▽

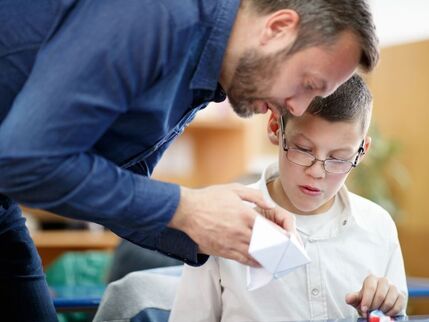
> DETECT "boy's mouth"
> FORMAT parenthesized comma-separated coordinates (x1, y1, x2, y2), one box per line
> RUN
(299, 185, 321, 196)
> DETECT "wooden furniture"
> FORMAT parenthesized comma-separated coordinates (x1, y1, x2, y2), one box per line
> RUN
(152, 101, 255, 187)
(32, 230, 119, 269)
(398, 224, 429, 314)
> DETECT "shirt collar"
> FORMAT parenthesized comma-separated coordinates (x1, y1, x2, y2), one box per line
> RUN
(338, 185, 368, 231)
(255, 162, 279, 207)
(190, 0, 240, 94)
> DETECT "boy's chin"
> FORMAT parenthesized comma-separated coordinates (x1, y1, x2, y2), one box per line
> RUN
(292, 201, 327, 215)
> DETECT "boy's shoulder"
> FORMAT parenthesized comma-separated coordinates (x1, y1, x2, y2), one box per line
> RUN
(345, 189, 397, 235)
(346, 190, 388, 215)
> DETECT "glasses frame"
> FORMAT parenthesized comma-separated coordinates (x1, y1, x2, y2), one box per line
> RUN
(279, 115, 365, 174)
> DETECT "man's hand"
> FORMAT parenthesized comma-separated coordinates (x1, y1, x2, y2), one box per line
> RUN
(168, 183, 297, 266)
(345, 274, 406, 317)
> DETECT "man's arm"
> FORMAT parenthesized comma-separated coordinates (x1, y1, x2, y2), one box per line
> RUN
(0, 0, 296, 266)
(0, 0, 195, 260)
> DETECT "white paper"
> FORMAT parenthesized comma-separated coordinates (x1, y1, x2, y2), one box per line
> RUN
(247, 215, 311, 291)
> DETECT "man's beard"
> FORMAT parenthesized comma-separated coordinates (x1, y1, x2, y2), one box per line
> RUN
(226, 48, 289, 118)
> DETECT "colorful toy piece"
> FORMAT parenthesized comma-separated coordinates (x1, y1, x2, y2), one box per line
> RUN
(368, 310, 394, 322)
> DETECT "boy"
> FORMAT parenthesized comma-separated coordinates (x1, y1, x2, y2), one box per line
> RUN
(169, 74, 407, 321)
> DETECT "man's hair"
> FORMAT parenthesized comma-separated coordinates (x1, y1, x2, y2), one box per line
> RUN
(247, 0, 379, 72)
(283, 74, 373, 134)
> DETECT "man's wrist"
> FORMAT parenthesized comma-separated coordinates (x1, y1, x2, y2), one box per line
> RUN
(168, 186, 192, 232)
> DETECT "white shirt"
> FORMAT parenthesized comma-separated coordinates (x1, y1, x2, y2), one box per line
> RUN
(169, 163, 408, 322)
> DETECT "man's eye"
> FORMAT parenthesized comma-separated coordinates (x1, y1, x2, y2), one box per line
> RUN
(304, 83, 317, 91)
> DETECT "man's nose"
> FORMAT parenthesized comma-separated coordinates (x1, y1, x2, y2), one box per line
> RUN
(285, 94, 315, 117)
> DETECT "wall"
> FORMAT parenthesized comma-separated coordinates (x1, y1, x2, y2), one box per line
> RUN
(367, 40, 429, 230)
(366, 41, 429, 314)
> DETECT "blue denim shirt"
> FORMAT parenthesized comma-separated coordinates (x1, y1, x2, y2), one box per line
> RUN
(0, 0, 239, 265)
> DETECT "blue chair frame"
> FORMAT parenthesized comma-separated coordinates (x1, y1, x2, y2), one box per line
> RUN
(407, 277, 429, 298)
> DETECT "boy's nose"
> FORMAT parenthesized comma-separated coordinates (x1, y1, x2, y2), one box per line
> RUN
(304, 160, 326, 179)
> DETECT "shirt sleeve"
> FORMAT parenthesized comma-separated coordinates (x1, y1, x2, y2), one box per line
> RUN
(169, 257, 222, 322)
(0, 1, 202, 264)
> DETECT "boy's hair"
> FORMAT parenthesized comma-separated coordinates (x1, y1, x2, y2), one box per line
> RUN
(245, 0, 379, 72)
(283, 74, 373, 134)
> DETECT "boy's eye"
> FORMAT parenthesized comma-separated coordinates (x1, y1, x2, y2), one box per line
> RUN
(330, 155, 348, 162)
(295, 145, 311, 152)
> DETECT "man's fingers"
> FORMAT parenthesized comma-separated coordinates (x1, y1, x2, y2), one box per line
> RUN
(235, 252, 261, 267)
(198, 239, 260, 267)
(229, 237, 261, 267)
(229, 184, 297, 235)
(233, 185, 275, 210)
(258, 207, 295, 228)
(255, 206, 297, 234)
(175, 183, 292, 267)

△

» **Action item**
Read through the lines above and collect those that contain the string "white".

» **Result**
> DETECT "white paper"
> DETECT "white shirt"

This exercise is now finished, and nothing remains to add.